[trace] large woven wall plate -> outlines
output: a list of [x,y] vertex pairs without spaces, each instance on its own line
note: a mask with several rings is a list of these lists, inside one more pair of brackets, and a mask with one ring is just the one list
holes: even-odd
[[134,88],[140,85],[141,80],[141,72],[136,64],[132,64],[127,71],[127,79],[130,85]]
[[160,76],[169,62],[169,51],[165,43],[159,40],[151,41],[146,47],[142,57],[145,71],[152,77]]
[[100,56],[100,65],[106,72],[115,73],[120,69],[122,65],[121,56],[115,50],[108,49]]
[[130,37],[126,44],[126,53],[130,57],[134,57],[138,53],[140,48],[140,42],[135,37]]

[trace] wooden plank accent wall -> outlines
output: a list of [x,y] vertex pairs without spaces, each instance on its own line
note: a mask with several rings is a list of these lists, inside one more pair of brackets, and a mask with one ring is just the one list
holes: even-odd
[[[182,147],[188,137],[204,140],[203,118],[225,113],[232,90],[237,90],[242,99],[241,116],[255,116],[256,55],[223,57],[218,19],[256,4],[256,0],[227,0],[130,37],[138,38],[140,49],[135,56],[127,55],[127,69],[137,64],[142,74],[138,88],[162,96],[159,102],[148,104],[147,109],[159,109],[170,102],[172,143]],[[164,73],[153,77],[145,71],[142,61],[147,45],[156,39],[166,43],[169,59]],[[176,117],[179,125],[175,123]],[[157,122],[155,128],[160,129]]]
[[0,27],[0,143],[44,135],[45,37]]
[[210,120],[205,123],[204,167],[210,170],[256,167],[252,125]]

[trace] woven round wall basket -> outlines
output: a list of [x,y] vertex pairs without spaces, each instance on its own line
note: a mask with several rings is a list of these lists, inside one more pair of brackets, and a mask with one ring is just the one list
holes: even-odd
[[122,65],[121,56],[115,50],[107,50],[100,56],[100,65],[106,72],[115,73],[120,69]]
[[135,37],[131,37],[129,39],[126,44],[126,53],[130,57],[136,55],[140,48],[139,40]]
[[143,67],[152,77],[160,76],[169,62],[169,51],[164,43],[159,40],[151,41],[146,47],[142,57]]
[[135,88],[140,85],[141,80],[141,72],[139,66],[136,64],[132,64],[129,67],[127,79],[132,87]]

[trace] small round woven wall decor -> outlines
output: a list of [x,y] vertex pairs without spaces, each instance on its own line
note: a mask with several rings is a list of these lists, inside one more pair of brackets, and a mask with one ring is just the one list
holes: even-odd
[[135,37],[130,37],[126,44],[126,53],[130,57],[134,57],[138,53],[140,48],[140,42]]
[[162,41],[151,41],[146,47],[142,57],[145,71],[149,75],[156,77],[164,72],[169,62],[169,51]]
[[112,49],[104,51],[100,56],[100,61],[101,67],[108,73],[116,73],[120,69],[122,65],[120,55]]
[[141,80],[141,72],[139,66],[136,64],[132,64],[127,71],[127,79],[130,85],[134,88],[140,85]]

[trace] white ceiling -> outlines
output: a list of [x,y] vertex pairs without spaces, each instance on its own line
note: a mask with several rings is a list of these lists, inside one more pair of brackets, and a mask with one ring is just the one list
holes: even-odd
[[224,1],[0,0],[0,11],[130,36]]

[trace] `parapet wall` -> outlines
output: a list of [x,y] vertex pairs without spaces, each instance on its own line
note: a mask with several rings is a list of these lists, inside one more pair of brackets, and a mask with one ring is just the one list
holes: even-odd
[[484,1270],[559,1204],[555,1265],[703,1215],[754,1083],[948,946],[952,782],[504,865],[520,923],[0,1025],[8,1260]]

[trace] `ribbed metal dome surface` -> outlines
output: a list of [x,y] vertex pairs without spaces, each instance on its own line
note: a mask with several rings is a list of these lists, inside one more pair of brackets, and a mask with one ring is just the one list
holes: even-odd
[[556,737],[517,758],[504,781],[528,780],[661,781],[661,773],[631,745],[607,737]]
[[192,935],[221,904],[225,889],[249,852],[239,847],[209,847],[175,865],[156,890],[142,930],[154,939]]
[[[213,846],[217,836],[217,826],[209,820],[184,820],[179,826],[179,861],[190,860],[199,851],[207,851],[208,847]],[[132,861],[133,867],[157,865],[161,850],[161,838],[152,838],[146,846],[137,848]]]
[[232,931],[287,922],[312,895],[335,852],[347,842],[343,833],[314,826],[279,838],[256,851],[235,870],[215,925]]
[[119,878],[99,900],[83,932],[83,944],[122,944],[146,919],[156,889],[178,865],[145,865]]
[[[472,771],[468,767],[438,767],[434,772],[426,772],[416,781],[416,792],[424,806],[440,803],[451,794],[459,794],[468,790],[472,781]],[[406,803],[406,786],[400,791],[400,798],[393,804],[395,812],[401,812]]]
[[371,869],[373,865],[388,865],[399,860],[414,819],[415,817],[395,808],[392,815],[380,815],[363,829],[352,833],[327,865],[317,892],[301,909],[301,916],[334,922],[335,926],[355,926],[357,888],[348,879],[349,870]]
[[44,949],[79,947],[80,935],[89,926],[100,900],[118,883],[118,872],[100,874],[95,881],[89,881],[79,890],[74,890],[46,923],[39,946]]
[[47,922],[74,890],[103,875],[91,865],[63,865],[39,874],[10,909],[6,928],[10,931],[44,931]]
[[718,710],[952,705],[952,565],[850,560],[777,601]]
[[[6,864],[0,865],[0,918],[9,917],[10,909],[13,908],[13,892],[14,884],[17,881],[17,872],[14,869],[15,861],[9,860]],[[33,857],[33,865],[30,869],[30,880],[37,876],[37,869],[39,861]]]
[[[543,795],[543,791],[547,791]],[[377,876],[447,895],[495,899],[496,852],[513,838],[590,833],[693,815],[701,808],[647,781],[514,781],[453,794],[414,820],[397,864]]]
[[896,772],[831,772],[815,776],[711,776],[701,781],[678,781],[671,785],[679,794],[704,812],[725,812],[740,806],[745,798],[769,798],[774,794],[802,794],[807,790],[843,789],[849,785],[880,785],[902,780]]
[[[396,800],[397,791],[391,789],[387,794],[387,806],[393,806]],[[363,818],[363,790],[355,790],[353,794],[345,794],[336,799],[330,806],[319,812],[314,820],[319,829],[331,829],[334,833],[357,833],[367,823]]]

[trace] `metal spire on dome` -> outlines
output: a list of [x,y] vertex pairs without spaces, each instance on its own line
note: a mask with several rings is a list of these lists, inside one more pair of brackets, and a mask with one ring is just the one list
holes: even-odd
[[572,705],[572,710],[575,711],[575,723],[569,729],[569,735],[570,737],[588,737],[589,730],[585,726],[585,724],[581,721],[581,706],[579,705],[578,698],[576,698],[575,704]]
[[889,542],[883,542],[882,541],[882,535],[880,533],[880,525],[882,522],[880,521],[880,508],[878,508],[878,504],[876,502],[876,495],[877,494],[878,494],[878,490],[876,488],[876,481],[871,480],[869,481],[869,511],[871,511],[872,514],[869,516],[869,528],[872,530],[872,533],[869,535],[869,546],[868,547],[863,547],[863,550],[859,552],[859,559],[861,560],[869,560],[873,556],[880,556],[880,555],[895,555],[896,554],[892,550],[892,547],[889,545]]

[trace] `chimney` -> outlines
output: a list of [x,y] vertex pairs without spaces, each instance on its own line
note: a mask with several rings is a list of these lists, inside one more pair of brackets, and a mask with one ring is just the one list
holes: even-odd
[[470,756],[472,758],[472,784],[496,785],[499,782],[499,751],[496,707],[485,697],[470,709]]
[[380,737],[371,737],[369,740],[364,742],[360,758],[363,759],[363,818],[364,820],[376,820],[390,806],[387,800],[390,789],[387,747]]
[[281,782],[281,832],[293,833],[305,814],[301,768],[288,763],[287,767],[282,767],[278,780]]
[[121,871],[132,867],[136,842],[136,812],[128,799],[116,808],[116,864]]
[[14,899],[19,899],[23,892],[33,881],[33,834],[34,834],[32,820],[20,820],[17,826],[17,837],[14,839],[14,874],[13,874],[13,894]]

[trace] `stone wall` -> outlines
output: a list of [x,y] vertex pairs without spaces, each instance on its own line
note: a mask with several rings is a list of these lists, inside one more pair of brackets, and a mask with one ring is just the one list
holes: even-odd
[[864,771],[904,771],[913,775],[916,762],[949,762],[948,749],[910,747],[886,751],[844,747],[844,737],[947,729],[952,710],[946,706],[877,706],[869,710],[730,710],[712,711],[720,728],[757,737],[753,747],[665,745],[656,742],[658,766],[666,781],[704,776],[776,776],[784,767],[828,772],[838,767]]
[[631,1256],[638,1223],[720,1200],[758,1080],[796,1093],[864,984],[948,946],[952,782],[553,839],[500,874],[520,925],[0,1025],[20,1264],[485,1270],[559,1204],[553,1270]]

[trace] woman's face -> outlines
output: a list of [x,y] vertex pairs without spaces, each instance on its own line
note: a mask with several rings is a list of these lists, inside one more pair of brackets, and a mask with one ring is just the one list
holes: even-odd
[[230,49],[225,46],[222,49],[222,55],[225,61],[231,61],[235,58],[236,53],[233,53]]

----

Rewrite the listing lines from the one containing "[trace] white ceiling -> outlines" through the one containing "[[224,1],[0,0],[0,11],[130,36]]", changing "white ceiling" to "plaster ceiling" and leaving everything else as it is.

• EXERCISE RESPONSE:
[trace] plaster ceiling -> outlines
output: a list of [x,y] vertex pairs without spaces, each instance on its own line
note: a mask with several rings is a list of these lists, inside one more pair of brackets, and a mask with one ring is just the one list
holes: even-odd
[[224,1],[0,0],[0,11],[130,36]]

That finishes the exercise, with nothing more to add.